[Excerpts from point annotation data]
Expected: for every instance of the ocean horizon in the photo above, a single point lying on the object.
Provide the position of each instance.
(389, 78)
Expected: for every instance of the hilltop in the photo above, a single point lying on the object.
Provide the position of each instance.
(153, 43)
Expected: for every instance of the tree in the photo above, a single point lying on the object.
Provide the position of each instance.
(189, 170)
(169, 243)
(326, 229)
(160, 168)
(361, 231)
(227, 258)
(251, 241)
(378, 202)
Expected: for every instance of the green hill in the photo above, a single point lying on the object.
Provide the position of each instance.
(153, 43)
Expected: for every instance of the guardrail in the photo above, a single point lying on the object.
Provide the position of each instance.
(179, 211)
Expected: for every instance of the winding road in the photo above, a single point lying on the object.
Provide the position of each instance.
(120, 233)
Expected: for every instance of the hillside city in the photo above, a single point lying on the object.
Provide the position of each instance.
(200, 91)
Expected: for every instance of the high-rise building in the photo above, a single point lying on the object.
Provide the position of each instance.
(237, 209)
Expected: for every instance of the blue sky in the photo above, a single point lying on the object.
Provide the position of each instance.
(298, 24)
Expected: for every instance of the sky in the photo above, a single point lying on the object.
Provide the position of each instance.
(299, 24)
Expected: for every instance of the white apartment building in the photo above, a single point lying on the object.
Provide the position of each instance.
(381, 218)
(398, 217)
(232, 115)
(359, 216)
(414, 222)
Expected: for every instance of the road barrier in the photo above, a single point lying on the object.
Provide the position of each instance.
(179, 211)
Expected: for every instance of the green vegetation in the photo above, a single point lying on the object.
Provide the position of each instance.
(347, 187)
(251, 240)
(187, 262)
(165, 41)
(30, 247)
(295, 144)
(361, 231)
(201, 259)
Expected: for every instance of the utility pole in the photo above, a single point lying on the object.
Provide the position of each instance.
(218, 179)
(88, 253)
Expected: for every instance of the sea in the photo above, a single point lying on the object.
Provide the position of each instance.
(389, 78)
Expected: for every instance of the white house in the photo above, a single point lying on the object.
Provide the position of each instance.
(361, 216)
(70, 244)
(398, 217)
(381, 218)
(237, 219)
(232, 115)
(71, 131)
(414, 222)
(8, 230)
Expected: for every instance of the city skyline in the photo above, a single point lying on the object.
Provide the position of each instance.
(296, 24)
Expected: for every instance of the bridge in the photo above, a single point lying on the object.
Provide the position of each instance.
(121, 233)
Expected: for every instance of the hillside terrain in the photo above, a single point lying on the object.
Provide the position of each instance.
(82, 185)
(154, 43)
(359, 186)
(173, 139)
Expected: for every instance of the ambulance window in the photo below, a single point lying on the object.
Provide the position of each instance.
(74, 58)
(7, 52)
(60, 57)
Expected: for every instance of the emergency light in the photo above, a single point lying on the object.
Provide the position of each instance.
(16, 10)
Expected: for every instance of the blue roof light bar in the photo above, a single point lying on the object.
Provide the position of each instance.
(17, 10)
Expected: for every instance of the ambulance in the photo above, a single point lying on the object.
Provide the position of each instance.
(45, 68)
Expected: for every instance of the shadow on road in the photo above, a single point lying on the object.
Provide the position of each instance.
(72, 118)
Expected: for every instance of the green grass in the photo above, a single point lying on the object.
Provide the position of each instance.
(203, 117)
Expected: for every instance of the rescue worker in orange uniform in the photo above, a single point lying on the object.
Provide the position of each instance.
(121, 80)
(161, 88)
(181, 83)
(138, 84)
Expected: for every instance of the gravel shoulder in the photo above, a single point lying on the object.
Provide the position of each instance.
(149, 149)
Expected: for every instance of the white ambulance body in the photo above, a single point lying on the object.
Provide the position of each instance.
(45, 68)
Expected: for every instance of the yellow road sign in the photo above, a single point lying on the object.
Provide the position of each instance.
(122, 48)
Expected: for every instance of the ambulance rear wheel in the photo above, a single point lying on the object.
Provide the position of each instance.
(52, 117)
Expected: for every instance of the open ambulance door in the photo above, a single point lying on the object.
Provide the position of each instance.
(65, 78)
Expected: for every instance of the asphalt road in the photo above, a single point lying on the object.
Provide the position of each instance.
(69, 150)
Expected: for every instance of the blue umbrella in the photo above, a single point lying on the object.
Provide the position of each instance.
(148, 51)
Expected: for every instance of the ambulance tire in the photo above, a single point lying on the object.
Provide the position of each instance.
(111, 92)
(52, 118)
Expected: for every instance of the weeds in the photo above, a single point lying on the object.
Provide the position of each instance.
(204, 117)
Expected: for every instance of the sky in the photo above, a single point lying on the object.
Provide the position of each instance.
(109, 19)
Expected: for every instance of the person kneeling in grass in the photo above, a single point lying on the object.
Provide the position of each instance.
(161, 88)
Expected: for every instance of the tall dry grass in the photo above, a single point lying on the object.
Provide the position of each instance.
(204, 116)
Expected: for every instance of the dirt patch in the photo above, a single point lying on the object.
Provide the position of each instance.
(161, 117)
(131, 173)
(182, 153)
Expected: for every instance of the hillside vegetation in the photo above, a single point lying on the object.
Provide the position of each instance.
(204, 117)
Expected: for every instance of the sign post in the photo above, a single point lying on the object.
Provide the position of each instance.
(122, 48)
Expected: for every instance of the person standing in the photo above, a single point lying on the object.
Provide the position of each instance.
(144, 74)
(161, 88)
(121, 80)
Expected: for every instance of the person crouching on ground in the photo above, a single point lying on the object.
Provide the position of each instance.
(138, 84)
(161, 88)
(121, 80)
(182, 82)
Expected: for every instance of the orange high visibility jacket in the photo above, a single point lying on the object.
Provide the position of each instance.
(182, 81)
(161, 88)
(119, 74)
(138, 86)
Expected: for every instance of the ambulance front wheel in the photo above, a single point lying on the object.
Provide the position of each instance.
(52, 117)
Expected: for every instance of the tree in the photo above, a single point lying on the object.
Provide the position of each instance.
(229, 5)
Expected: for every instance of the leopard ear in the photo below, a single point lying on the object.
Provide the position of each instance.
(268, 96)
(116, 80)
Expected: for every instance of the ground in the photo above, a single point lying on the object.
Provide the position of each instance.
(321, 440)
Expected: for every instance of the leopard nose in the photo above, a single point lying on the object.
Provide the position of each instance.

EXERCISE BRIEF » Your task is to give the records above again, exactly.

ANSWER IN FULL »
Expected: for every instance of the ocean horizon in the photo above, a single point lying on the object.
Provide the position of each instance.
(389, 78)
Expected: for every instance of the hilltop in the photo above, a single point lying on the object.
Provide the position of each instance.
(153, 43)
Expected: for every instance of the tree in the photo above, a single point lying on the object.
Provide the position of each instance.
(189, 170)
(169, 243)
(326, 229)
(160, 168)
(361, 231)
(227, 258)
(251, 241)
(378, 202)
Expected: for every instance of the green hill in the photo above, a single point lying on the object.
Provide the position of each instance.
(153, 43)
Expected: for every instance of the guardrail in the photo above, a single point lying on the object.
Provide the position of each instance.
(179, 211)
Expected: for every instance of the winding road in the photo above, a single point lying on the object.
Provide the position of each instance.
(120, 233)
Expected: for every instance of the hillside city in the photo above, a single point lying on the object.
Provide the position of each instance.
(200, 91)
Expected: for every instance of the high-rise building in the photo above, a single point lying on the object.
Provide the position of each instance.
(237, 209)
Expected: for every instance of the blue sky in the photo above, a single point lying on the object.
Provide the position of each instance.
(298, 24)
Expected: for every instance of the sky in the photo above, a single point lying on the object.
Provide the position of each instance.
(299, 24)
Expected: for every instance of the white apartment building in the photo above, a single point lying on the object.
Provide the position of each instance.
(381, 218)
(398, 217)
(232, 115)
(359, 216)
(414, 222)
Expected: for every instance of the road barrier in the photo above, a single point lying on the object.
Provide the position of each instance.
(179, 211)
Expected: for every instance of the green vegetation in the photo above, a single point lying on the object.
Provide the position of each instance.
(347, 187)
(251, 240)
(187, 262)
(165, 41)
(30, 247)
(295, 144)
(361, 231)
(201, 259)
Expected: for every instance of the utility pole in the photo above, a single point lying on the object.
Provide the position of each instance.
(218, 179)
(88, 253)
Expected: for every instance of the sea in the photo above, a single point lying on the object.
Provide the position of each instance.
(389, 78)
Expected: for every instance of the white house in the photo above, a single point lying on the object.
Provide the position of each instance.
(361, 216)
(70, 244)
(398, 217)
(381, 218)
(237, 219)
(232, 115)
(71, 131)
(414, 222)
(8, 230)
Expected: for every instance of the city skyline in the photo above, a single point lying on the object.
Provide the position of each instance.
(296, 24)
Expected: for every instance of the bridge in the photo above, a single point lying on the object.
Provide the position of each instance.
(121, 233)
Expected: for every instance of the hillside terrain in the photo above, a single point lying on the object.
Provide the position of each instance.
(82, 185)
(154, 43)
(359, 186)
(173, 139)
Expected: for every instance of the ambulance window in the photo below, a single point lying on the object.
Provide the position of each instance.
(74, 58)
(7, 52)
(60, 57)
Expected: for every instance of the emergency light in the photo above, a single point lying on the object.
Provide the position of each instance.
(16, 10)
Expected: for every instance of the blue roof light bar in the photo above, a single point lying on the object.
Provide the position of each instance.
(17, 10)
Expected: for every instance of the ambulance in the photo above, a single point lying on the object.
Provide the position of each instance.
(45, 68)
Expected: for every instance of the shadow on road in the photo above, a single point lying on the object.
Provide the position of each instance.
(72, 118)
Expected: for every instance of the green grass in the photo above, a single point lying on the object.
Provide the position of each instance.
(203, 117)
Expected: for every instance of the rescue worker in orange uniform in the photo above, a single point lying on the object.
Provide the position of each instance.
(121, 80)
(161, 88)
(181, 83)
(138, 84)
Expected: for every instance of the gravel shoulder in the photo above, a single point lying on the object.
Provide the position of each instance.
(149, 149)
Expected: for every instance of the white ambulance body in the photo above, a single point lying on the object.
Provide the position of each instance.
(45, 68)
Expected: for every instance of the yellow road sign in the photo above, a single point lying on the object.
Provide the position of each instance.
(122, 48)
Expected: for every instance of the ambulance rear wheel in the photo above, a single point lying on the object.
Provide the position of each instance.
(52, 117)
Expected: for every instance of the open ambulance door in the photo above, a single point lying on the object.
Provide the position of each instance.
(65, 78)
Expected: for every instance of the asphalt road in the photo above, a single point lying on the object.
Provide the position of each instance.
(69, 150)
Expected: for every instance of the blue umbrella in the photo above, a single point lying on the object.
Provide the position of each instance.
(148, 51)
Expected: for every instance of the ambulance tire in the photo above, a single point lying on the object.
Provide the position of each instance.
(111, 92)
(52, 118)
Expected: for every instance of the weeds in the photo above, a single point lying on the object.
Provide the position of each instance.
(204, 117)
Expected: for every instance of the sky in the photo above, a single point lying on the object.
Provide the position of each instance.
(109, 19)
Expected: for every instance of the person kneeling in grass in the photo above, a single point lying on the object.
Provide the position of each instance.
(161, 88)
Expected: for every instance of the tall dry grass in the photo above, a single point lying on the object.
Provide the position of each instance.
(204, 116)
Expected: for every instance of the dirt patch in the photo above, a single point lying on the object.
Provide the position of each instance.
(161, 117)
(131, 173)
(182, 153)
Expected: for every instance of the hillside vegetation in the photo above, a single point lying on the object.
Provide the position of each instance.
(204, 117)
Expected: for every instance of the sign post in the photo above, a single point lying on the object.
Provide the position of each instance.
(122, 48)
Expected: for every instance of the person standing in the photo above, a single point lying on the object.
Provide the position of each instance.
(144, 74)
(161, 88)
(121, 80)
Expected: for every instance of the person crouching on ground in the photo above, a single point lying on the object.
Provide the position of each instance.
(138, 84)
(161, 88)
(121, 80)
(182, 82)
Expected: for every instance of the orange high visibility jacket in the photo above, a single point lying on the object.
Provide the position of each instance.
(182, 81)
(161, 88)
(119, 74)
(138, 86)
Expected: for every instance of the ambulance front wheel in the photo above, a single point lying on the object.
Provide the position of each instance.
(52, 117)
Expected: for every instance of the tree in the photo above, a single point lying on the object.
Provide the position of each instance.
(229, 5)
Expected: for every instance of the leopard ear in the photo below, a single point lying on the object.
Provide the position of each instance.
(268, 96)
(116, 80)
Expected: for every instance of the ground in the photo above, a single point lying on the object.
Provide the position of each instance.
(321, 440)
Expected: for every instance of the leopard nose in the photo above, a single point lying on the object.
Provide the position of each instance.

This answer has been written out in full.